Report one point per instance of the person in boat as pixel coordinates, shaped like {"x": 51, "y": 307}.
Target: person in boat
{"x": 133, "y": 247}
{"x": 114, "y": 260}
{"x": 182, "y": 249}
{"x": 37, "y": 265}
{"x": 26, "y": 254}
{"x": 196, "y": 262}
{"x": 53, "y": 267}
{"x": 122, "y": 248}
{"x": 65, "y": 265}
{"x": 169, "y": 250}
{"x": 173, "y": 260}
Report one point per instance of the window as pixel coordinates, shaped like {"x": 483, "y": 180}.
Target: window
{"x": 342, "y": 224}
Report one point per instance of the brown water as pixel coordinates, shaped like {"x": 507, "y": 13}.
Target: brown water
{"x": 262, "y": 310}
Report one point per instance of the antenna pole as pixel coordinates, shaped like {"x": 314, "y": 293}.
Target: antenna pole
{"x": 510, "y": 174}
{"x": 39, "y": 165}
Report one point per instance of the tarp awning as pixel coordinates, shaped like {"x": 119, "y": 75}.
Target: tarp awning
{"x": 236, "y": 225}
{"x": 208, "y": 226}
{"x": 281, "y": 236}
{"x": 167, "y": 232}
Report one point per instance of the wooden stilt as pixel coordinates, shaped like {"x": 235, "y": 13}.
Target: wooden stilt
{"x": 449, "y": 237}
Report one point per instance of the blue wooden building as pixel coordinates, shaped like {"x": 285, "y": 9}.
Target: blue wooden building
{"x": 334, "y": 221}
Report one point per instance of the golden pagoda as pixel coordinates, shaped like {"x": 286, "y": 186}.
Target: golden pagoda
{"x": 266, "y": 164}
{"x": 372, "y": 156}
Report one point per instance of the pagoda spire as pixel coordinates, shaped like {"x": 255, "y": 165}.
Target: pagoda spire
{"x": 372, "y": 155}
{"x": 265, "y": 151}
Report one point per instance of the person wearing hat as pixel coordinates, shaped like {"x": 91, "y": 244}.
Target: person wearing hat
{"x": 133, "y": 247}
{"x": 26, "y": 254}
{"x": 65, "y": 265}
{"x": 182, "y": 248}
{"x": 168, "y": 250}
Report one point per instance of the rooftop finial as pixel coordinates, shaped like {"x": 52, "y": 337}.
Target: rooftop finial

######

The number of lines containing "Report" is all that is wanted; tally them in the data.

**Response to the task**. 11